It was two years ago when the Trump White House shut down the National Security Council’s entire global health security unit. NBC News had a good report on this recently, noting that the decision “to downsize the White House national security staff — and eliminate jobs addressing global pandemics — is likely to hamper the U.S. government’s response to the coronavirus.”
Dr. Anthony Fauci, the director of the National Institute of Allergy and Infectious Diseases, conceded last week, “It would be nice if the office was still there.”
A reporter asked Donald Trump on Friday if he takes any responsibility for disbanding the White House pandemic office. The president responded that the question was “nasty,” before offering a wholly inadequate answer.
“[W]hen you say ‘me,’ I didn’t do it. We have a group of people I could ask perhaps — my administration — but … I don’t know anything about it. I mean, you say — you say we did that. I don’t know anything about it.”
It’s difficult position to take seriously. For one thing, when a White House makes a decision, presidents aren’t exactly in a position to say in effect, “Don’t blame me; I just work here.”
For another, Trump has addressed the subject — in a general sense — more than once in recent weeks, making it implausible that he had no idea what the reporter was talking about on Friday.
But even putting these relevant details aside, if the president doesn’t “know anything about it,” I suppose the obvious follow-up question is, why not? Shouldn’t he know something about it?

Items from a data source:
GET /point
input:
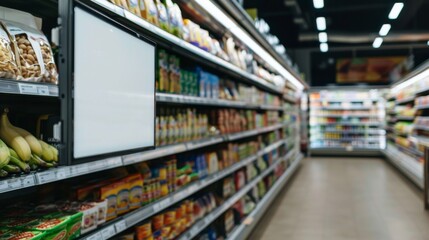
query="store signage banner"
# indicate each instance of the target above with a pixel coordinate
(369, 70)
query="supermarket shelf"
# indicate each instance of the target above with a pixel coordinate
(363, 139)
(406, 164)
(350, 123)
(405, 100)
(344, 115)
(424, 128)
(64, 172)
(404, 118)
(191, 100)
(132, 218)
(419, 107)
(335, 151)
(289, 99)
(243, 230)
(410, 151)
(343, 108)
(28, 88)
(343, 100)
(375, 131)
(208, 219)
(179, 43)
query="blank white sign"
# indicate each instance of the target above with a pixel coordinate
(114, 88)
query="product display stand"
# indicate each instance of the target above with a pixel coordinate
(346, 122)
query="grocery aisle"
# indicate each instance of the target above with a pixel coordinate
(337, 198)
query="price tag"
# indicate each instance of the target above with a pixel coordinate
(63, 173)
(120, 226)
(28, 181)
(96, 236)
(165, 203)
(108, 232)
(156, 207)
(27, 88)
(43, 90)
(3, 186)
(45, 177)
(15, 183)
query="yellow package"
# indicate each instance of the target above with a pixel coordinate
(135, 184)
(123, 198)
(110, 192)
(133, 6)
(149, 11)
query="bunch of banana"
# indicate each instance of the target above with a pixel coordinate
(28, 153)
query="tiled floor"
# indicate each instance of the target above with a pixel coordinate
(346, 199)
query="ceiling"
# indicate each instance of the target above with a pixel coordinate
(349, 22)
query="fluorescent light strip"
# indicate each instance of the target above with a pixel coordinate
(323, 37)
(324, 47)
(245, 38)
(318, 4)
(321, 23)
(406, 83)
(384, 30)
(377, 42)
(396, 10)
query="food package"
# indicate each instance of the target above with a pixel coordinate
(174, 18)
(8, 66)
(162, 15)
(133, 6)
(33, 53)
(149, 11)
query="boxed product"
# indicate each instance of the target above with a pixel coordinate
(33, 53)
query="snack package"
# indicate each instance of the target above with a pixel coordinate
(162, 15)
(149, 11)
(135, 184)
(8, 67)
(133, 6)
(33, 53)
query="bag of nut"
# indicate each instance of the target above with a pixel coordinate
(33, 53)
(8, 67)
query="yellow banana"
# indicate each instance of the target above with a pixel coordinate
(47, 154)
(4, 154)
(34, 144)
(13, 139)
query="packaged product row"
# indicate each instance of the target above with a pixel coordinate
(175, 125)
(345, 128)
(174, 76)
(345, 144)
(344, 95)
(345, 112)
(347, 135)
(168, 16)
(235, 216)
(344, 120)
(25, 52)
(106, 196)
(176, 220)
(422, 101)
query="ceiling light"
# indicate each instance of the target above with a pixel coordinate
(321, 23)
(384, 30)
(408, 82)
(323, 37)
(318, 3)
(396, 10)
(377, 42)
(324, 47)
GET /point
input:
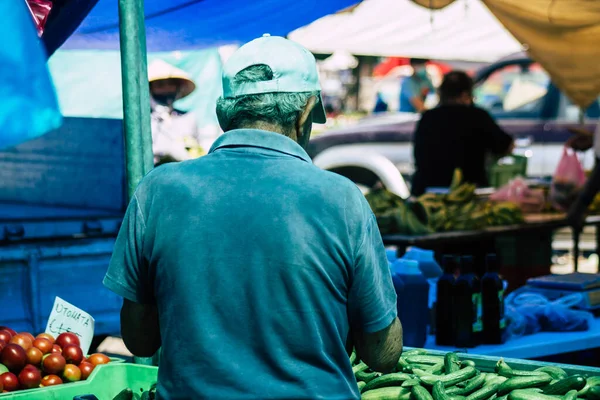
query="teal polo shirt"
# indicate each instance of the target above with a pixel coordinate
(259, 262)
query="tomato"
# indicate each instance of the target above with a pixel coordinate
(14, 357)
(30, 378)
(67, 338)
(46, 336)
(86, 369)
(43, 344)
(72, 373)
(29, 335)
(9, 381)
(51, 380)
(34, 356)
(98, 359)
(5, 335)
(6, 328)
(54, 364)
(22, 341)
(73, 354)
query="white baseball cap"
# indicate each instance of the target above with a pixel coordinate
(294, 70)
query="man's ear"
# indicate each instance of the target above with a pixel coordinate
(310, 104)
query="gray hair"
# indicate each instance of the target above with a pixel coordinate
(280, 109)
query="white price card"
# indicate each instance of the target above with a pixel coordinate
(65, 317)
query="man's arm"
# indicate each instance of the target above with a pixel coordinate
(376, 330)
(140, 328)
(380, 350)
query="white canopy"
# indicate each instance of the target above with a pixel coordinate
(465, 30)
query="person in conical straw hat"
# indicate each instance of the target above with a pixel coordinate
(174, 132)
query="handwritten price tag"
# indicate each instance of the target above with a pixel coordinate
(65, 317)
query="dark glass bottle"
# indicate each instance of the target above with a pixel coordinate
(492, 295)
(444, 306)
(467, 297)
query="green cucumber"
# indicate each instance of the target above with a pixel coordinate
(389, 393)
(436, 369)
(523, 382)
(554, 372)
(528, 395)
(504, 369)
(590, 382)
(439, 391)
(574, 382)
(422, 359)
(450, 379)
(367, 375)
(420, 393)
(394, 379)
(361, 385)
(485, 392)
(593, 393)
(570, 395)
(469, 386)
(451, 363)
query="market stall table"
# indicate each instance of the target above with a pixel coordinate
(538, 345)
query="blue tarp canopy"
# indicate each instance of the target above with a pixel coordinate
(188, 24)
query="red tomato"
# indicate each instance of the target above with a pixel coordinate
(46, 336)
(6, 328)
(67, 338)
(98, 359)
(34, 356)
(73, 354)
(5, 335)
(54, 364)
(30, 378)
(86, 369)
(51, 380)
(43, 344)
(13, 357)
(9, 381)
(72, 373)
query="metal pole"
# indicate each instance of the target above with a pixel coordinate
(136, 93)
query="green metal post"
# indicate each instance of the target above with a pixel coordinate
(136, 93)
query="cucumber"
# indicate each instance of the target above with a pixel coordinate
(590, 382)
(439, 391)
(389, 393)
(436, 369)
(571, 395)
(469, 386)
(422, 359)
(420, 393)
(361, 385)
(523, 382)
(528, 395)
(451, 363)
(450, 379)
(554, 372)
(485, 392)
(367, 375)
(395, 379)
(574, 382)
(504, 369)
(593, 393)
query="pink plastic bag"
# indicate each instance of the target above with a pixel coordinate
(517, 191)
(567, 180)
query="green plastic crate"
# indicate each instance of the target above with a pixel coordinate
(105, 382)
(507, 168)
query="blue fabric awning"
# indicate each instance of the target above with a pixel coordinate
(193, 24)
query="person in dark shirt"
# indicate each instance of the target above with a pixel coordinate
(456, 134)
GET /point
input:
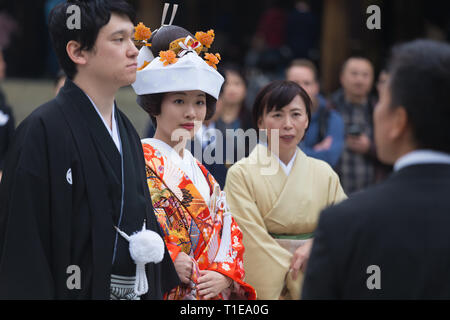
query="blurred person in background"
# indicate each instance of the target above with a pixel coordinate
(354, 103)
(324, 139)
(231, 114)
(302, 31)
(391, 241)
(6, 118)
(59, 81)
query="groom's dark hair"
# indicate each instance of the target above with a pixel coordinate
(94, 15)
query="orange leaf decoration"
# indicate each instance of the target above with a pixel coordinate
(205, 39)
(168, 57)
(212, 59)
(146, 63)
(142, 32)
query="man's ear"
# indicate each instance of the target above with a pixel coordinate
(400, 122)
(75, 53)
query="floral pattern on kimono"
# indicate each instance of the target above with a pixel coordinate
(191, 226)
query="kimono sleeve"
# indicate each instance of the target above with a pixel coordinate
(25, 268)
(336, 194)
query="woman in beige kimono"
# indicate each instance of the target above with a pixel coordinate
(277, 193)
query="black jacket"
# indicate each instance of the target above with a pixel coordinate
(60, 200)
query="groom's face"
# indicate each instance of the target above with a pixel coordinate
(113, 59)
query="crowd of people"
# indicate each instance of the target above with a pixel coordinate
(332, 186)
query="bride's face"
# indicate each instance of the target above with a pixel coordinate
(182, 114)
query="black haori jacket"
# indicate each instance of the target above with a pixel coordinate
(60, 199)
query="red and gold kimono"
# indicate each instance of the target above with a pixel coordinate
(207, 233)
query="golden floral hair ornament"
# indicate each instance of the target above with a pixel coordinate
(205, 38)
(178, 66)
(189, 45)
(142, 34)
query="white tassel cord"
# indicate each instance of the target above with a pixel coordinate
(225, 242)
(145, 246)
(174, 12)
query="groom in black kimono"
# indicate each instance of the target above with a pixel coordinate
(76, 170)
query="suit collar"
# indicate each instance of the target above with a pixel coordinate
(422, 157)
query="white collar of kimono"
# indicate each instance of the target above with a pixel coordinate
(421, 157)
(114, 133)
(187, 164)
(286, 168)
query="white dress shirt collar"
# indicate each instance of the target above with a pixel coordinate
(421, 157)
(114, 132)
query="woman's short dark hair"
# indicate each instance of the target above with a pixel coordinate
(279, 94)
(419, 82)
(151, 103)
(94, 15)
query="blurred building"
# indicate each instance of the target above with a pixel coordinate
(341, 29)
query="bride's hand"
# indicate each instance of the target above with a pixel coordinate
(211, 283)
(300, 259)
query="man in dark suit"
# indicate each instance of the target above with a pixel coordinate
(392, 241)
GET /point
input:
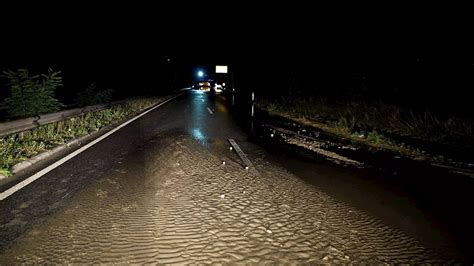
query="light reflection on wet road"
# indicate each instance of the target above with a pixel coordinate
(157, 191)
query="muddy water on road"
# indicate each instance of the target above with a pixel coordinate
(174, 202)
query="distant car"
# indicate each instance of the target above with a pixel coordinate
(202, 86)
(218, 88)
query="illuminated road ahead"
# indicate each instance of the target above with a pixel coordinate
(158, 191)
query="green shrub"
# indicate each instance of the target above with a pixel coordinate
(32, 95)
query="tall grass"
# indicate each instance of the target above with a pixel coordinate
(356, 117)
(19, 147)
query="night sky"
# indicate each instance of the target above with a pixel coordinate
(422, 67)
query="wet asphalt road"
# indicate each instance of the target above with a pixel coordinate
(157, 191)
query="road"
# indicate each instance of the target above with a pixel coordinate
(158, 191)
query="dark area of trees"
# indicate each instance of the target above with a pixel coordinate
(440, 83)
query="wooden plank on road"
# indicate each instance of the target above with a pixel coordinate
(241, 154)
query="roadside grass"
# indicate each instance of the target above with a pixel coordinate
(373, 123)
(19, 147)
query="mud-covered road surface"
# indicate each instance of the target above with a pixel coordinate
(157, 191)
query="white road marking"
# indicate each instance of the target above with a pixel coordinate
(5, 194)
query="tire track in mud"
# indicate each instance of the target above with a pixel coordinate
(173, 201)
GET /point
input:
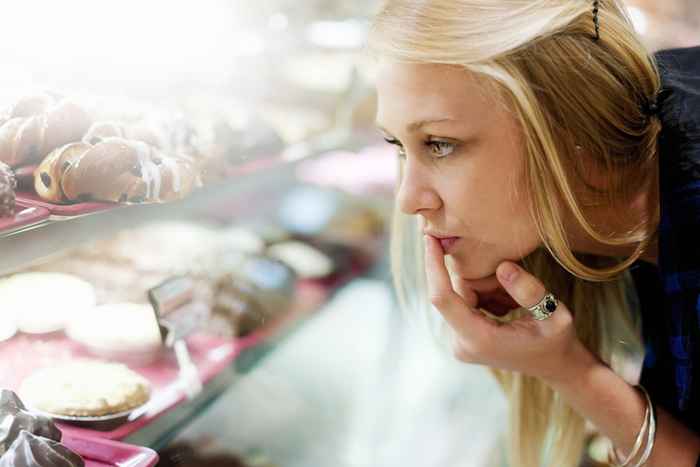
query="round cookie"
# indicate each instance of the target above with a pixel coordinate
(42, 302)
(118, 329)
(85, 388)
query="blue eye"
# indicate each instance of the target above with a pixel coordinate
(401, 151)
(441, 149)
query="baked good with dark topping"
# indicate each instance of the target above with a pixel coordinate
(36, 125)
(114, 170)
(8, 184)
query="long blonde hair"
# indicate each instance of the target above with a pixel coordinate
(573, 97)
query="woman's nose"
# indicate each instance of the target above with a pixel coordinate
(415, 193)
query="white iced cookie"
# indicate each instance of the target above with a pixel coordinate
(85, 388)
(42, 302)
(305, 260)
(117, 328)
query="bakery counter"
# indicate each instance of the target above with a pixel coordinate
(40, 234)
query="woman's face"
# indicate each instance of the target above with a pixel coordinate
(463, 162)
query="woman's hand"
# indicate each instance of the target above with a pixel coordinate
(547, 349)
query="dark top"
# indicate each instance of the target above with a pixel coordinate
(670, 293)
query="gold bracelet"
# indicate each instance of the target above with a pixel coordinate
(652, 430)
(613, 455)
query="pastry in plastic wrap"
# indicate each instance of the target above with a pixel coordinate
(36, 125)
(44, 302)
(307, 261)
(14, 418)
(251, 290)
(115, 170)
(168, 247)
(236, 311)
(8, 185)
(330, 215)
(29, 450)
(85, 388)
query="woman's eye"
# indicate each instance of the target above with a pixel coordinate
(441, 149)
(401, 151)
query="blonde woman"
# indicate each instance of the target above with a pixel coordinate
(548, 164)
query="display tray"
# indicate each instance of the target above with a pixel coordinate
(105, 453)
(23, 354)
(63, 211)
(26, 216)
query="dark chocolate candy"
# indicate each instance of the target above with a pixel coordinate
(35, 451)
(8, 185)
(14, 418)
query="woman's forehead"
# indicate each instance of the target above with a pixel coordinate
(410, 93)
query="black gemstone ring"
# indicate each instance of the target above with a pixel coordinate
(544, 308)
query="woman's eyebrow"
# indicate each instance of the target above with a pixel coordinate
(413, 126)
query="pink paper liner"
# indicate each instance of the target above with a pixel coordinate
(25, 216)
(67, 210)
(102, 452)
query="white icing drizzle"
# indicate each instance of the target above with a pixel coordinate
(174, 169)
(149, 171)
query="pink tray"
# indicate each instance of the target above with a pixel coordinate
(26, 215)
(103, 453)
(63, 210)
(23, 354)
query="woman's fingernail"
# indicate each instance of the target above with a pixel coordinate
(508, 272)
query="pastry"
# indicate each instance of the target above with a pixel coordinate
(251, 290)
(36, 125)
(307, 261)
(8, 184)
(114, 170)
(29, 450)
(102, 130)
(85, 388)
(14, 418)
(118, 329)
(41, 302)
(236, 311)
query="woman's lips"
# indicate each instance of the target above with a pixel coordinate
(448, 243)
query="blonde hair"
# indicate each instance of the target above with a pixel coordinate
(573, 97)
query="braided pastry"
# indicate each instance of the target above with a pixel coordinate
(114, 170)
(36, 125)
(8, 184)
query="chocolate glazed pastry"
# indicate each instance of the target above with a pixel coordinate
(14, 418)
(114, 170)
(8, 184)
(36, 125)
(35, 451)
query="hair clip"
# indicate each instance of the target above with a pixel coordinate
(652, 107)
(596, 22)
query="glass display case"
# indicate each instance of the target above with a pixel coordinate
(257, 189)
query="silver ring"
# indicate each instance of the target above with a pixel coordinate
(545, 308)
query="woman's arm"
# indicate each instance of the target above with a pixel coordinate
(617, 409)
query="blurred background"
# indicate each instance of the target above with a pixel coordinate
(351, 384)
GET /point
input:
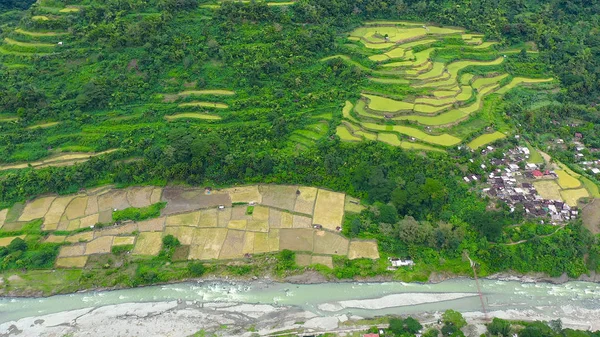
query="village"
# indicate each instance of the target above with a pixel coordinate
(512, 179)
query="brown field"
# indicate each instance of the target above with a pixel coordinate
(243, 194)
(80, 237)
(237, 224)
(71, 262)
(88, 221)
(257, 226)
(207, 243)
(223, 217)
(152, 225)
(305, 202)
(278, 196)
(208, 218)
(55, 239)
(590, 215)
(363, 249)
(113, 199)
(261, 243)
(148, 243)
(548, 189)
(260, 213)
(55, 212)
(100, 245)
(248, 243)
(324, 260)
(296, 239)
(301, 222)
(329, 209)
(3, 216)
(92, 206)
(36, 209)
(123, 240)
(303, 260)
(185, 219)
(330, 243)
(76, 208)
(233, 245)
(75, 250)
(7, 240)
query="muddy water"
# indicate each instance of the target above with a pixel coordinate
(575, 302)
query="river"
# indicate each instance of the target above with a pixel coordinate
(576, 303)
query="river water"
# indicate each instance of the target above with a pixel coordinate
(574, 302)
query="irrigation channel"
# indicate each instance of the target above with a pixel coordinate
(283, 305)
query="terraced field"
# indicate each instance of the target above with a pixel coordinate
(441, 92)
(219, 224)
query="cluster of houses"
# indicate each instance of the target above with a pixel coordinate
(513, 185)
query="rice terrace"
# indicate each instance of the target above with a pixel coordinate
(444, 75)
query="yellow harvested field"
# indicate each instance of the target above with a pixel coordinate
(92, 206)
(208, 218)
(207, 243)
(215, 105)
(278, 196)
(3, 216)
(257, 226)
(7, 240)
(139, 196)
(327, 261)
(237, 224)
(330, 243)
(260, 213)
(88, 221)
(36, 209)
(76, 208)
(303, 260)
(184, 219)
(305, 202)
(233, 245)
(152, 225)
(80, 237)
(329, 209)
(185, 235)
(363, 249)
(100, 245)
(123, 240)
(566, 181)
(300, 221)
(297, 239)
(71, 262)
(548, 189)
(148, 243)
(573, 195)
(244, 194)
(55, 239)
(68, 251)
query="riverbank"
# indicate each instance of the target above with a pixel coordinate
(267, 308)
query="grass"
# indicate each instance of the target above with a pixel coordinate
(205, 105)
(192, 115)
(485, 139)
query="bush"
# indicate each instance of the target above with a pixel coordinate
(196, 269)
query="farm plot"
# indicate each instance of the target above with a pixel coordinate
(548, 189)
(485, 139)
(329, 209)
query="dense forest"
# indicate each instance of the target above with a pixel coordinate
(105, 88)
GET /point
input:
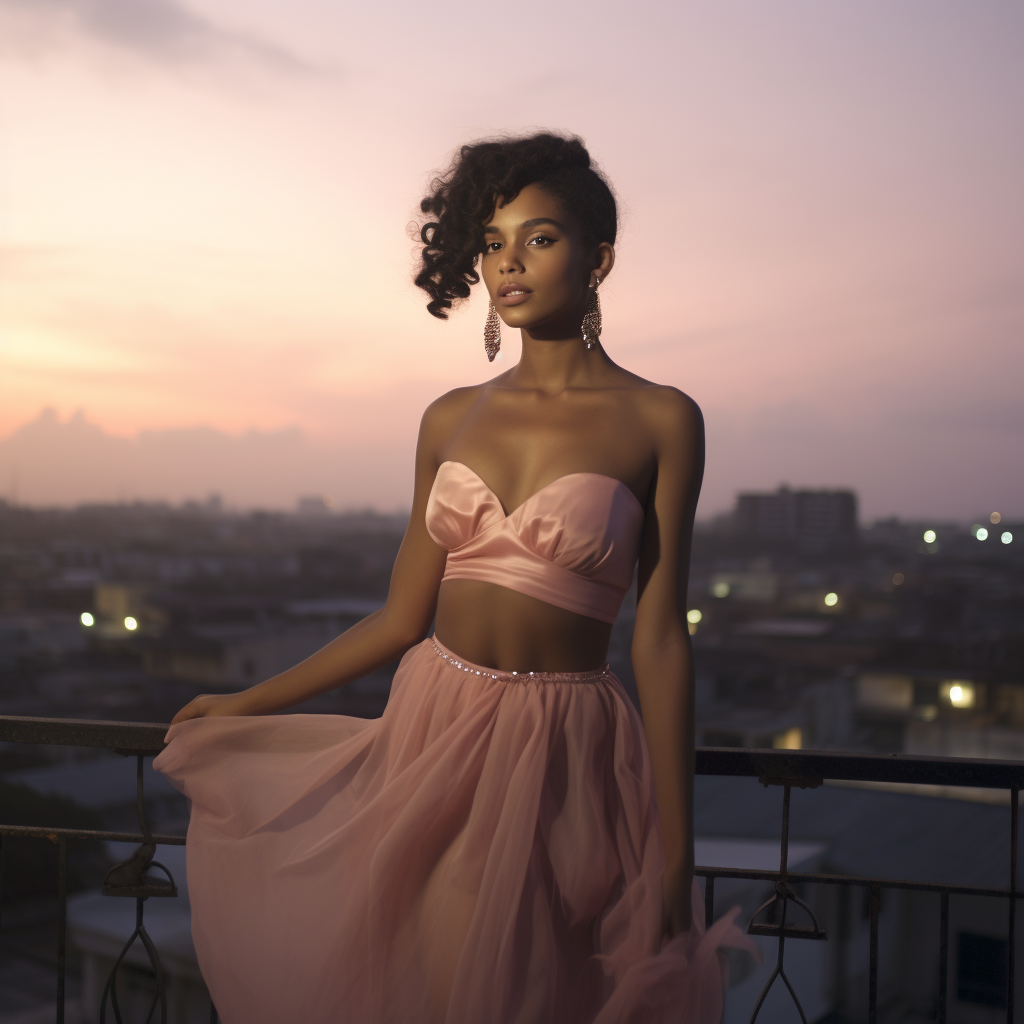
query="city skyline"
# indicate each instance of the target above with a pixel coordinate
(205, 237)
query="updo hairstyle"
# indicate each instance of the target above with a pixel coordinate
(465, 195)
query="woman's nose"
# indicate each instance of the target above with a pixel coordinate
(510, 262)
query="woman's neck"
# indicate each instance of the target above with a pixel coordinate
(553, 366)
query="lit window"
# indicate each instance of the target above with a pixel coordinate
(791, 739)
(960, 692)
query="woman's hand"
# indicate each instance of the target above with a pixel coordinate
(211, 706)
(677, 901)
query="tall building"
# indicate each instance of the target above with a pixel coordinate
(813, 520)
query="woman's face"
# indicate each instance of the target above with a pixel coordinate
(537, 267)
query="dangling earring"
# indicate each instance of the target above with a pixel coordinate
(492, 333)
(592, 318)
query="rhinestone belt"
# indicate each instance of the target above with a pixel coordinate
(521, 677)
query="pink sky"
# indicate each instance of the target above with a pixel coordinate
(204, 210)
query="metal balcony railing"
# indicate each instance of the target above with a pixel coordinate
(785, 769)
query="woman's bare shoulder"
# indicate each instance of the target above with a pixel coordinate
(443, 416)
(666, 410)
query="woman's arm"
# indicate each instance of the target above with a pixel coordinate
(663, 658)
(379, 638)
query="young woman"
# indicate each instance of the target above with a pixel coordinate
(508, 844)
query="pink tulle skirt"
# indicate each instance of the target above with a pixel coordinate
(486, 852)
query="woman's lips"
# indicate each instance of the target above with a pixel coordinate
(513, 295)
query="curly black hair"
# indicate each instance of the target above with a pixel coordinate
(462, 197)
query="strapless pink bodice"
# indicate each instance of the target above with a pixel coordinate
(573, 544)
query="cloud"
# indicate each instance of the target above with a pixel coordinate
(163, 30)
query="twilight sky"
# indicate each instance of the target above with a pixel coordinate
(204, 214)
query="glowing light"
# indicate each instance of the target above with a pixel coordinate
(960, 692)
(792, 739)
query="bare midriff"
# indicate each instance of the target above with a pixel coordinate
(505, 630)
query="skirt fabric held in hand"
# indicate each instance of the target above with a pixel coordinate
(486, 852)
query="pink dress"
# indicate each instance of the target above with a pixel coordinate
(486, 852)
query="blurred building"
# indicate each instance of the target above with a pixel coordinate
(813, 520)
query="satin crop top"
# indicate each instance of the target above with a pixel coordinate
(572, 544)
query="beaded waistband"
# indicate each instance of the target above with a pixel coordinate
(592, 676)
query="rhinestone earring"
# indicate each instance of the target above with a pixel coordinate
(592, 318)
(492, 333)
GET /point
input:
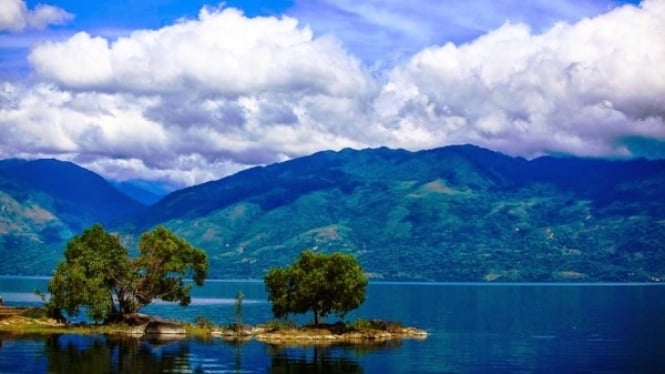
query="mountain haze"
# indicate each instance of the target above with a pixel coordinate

• **WHAT IS NEEDED**: Reproduce the full commentary on the shutdown of the White House pandemic office word for word.

• **COMPLETED TASK**:
It was two years ago when the Trump White House shut down the National Security Council’s entire global health security unit. NBC News had a good report on this recently, noting that the decision “to downsize the White House national security staff — and eliminate jobs addressing global pandemics — is likely to hamper the U.S. government’s response to the coronavirus.”
Dr. Anthony Fauci, the director of the National Institute of Allergy and Infectious Diseases, conceded last week, “It would be nice if the office was still there.”
A reporter asked Donald Trump on Friday if he takes any responsibility for disbanding the White House pandemic office. The president responded that the question was “nasty,” before offering a wholly inadequate answer.
“[W]hen you say ‘me,’ I didn’t do it. We have a group of people I could ask perhaps — my administration — but … I don’t know anything about it. I mean, you say — you say we did that. I don’t know anything about it.”
It’s difficult position to take seriously. For one thing, when a White House makes a decision, presidents aren’t exactly in a position to say in effect, “Don’t blame me; I just work here.”
For another, Trump has addressed the subject — in a general sense — more than once in recent weeks, making it implausible that he had no idea what the reporter was talking about on Friday.
But even putting these relevant details aside, if the president doesn’t “know anything about it,” I suppose the obvious follow-up question is, why not? Shouldn’t he know something about it?